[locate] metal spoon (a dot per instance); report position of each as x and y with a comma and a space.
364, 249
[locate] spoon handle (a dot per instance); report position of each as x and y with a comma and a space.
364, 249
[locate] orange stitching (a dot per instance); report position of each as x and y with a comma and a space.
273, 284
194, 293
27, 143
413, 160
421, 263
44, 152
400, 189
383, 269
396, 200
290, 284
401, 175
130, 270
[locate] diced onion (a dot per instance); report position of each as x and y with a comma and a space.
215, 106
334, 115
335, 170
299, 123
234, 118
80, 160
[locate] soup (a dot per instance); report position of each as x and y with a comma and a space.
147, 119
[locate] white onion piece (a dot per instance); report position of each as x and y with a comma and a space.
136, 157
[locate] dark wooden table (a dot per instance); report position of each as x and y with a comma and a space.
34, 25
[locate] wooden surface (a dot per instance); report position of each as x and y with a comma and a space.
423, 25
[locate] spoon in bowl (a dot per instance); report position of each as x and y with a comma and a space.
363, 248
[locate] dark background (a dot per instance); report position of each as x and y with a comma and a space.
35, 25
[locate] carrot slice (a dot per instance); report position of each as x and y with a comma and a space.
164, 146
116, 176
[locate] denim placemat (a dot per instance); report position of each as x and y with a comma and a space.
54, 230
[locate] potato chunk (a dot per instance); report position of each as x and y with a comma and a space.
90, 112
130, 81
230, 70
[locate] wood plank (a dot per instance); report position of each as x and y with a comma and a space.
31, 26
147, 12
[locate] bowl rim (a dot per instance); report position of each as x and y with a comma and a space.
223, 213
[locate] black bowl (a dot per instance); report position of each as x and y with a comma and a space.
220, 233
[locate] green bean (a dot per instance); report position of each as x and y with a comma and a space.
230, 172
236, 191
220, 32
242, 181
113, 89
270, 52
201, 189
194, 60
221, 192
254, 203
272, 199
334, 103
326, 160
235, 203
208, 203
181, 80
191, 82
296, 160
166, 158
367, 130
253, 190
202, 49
========
— Problem statement —
Can you duplicate all of the lines above, keeping every character the same?

— The reply —
[locate] metal spoon (a dot per instance); report position of each as x and y with a comma and a space.
364, 249
[locate] spoon handle (a dot per instance); report position of each as x and y with a comma and a space.
364, 249
[locate] orange stitching (a dot per instance); report position of each as x and y with a comma and a space.
273, 284
194, 293
27, 143
413, 160
421, 263
44, 152
400, 189
383, 269
396, 200
290, 284
401, 175
130, 270
[locate] diced onion (a dot per instance); report position of each as x and y with a comma and a space.
215, 106
334, 115
335, 170
299, 123
234, 118
80, 160
[locate] soup (a dot per instance); report position of each as x and y with a comma and a space.
147, 119
[locate] white onion piece (a dot per instance); report position of each as x and y with a comma and a space.
136, 157
[locate] dark wooden table (a dot per instance); report position of each as x and y with a comma and a space.
34, 25
[locate] wooden surface (a dot per instance); report position of each as x and y with a comma and a space.
423, 25
[locate] spoon in bowl (a dot per instance); report position of each as x and y with a comma and a space.
363, 248
[locate] dark background (a dot per instance); report position of each as x and y with a comma and a space.
35, 25
[locate] carrot slice (a dot per instance); report position of each as x and y with a comma and a space.
164, 146
116, 176
[locate] denim placemat (a dot per instance); report position of each as x and y with a comma and a space.
54, 230
[locate] potato chunk (a dot per instance); report position of each as x and y with a comma and a space.
90, 112
130, 81
230, 70
[locate] wood plank (a dot per instance); report position of each as x and y with a comma and a space.
31, 26
147, 12
[locate] bowl rim (a dot per instance); report position of each as x and y with a comma and a space.
223, 213
[locate] black bowl (a dot per instance); report position of each as x and y with a comma and a space.
220, 233
[locate] green bean (a dot per instance); report position of each as x and y with a comma and a space.
230, 172
236, 191
220, 32
242, 181
113, 89
270, 52
201, 189
194, 60
221, 192
254, 203
272, 199
334, 103
326, 160
235, 203
208, 203
181, 80
191, 82
296, 160
166, 158
367, 130
253, 190
202, 49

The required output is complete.